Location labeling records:
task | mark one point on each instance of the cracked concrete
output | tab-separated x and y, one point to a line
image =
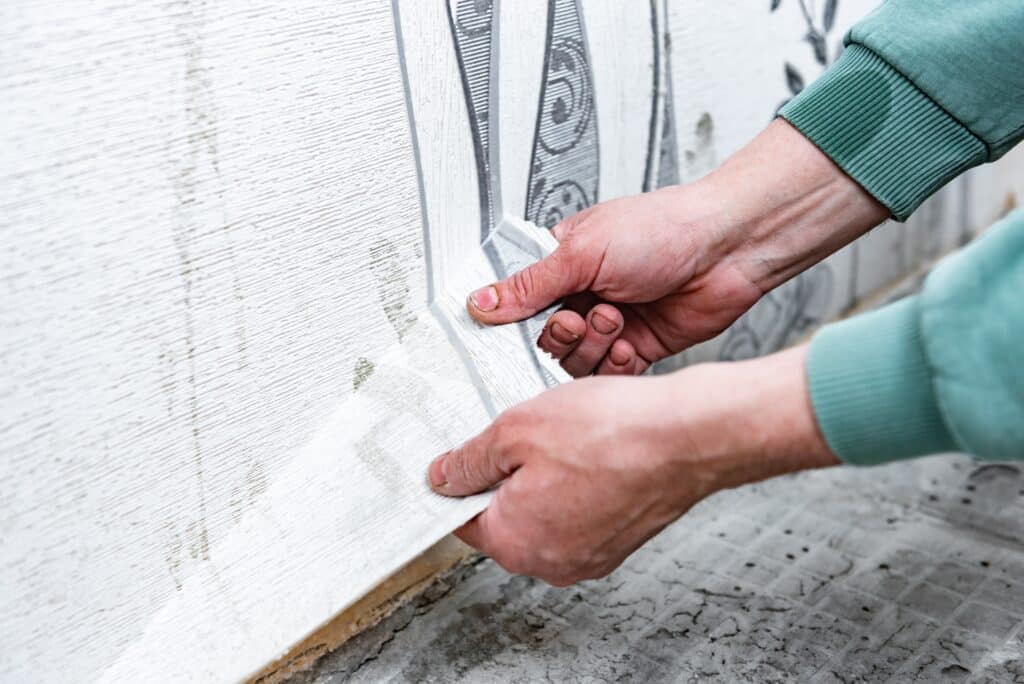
908	572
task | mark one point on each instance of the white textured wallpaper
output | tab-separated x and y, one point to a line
237	240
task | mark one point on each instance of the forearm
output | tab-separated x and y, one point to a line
779	206
753	421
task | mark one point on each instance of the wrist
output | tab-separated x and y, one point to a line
750	421
782	206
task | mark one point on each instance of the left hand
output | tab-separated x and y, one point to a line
591	470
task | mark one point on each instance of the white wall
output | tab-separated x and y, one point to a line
230	313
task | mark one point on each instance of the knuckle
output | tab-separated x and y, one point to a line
521	286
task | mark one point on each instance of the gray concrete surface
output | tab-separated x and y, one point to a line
910	571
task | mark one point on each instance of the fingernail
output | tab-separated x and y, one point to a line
484	299
603	325
436	473
620	356
563	335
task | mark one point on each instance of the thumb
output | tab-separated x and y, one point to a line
530	290
474	467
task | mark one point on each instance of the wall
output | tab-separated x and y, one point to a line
239	237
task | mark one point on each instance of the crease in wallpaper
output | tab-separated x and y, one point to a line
500	369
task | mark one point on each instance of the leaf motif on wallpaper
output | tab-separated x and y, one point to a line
794	79
817	38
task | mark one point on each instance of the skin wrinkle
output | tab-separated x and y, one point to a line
592	469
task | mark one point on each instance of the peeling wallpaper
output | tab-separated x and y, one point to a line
238	239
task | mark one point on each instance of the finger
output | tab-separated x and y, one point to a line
475	533
474	467
603	325
532	289
647	345
562	333
581	302
621	359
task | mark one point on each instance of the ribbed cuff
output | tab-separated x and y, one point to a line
871	388
883	131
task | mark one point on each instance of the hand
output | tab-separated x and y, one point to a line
591	470
648	275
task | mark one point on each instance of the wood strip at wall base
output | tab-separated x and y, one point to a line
390	595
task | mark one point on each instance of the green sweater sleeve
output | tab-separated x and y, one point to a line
925	90
938	372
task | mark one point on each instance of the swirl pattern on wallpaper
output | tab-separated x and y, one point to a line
564	170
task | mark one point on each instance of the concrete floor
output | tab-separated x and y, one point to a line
911	571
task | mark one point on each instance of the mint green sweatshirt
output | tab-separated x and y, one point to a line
925	90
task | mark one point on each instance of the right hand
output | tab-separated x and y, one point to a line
646	276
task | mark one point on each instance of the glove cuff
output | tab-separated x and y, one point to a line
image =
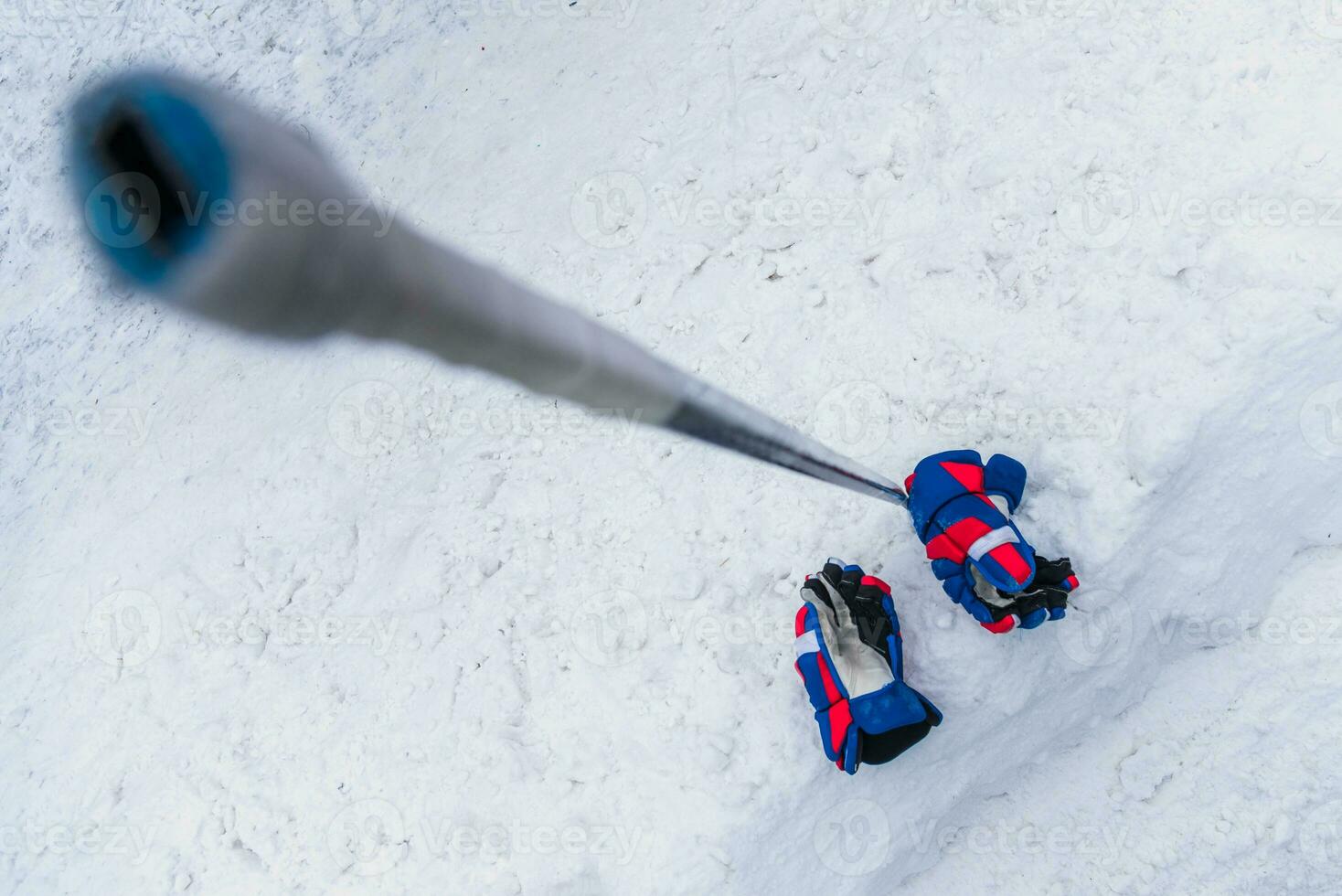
890	722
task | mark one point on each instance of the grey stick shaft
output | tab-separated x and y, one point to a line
154	151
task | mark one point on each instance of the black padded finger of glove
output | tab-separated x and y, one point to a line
868	612
820	594
875	749
1051	573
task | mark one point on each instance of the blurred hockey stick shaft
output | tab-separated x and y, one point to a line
152	152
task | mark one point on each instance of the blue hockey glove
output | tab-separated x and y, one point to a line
849	656
961	510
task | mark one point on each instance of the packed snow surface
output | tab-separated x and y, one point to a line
335	617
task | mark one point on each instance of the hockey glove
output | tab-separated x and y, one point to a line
849	656
961	510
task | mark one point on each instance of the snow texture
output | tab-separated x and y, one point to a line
335	619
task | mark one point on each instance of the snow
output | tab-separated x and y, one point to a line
336	619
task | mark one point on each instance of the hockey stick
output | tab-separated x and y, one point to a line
154	152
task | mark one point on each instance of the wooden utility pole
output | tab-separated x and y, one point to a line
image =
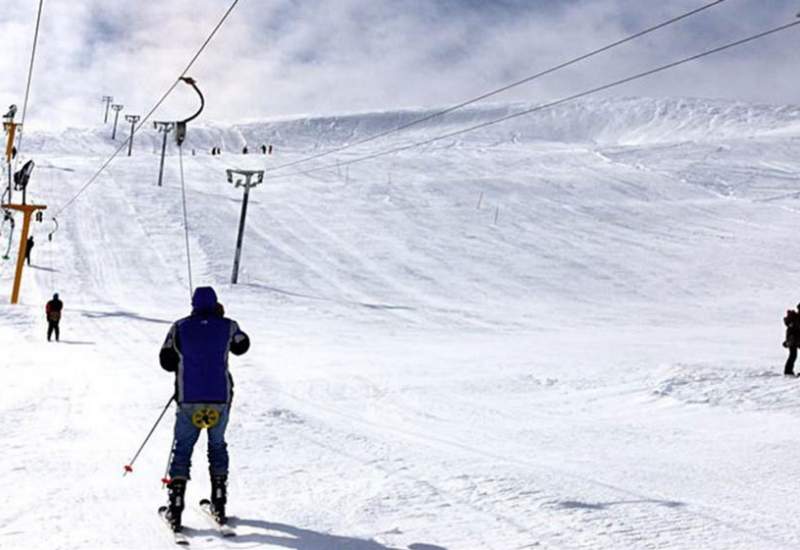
27	211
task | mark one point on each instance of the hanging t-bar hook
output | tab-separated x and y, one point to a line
180	126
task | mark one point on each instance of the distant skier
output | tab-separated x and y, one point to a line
28	249
53	312
196	350
792	322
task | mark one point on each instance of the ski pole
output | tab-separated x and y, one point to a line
129	465
166	480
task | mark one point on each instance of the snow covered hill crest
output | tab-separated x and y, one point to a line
624	121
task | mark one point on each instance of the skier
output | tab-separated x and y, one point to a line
53	312
196	350
792	341
28	249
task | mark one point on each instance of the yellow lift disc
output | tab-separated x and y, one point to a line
205	417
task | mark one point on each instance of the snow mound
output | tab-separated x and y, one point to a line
740	389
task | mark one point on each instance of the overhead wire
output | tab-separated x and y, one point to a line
544	106
30	77
502	89
147	117
186	223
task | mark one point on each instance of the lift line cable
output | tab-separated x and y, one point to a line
186	224
544	106
505	88
30	78
146	118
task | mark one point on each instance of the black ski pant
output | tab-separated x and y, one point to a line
789	368
52	326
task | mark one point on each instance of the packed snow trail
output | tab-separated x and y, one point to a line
598	369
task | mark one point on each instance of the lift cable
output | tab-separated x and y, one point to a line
544	106
502	89
146	118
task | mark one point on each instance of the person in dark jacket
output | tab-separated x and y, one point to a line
28	249
53	312
792	341
196	350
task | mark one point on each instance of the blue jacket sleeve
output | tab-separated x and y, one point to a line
169	357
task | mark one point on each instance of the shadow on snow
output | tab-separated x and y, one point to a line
278	534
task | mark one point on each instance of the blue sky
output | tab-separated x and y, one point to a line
281	57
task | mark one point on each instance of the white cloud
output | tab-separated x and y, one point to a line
278	57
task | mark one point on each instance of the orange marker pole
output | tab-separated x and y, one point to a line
27	210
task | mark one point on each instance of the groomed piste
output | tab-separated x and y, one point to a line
562	332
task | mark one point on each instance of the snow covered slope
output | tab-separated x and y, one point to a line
561	332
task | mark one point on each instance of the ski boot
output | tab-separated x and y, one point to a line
219	497
177	492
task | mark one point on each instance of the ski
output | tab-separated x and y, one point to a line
224	529
179	537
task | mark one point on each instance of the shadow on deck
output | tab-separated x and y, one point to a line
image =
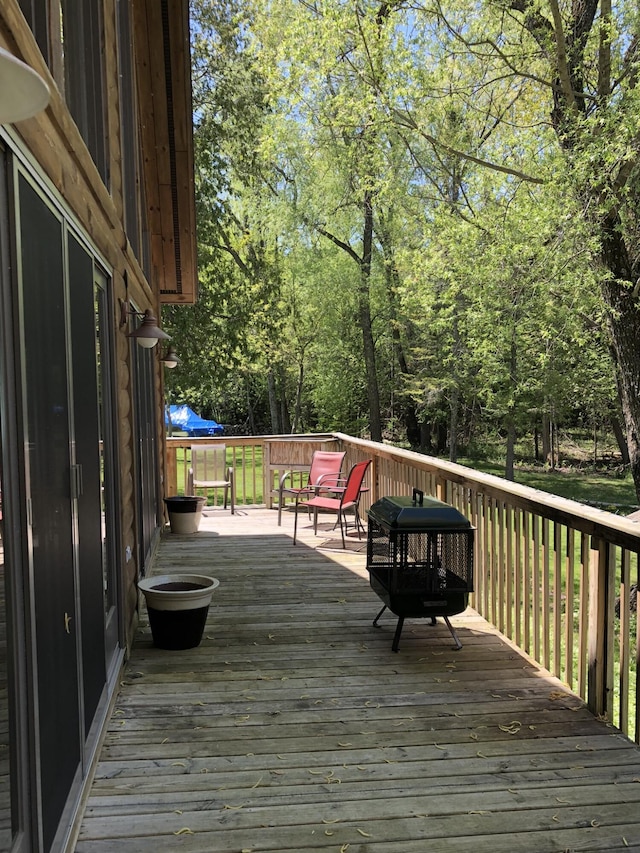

__Do this__
Filter the records above down to the lines that contain the string "green", and copy each of those lines in full.

__Complete output__
task | mark one point on each instance of the green sweater sleeve
task | mark one point on each instance of the mint green sweatshirt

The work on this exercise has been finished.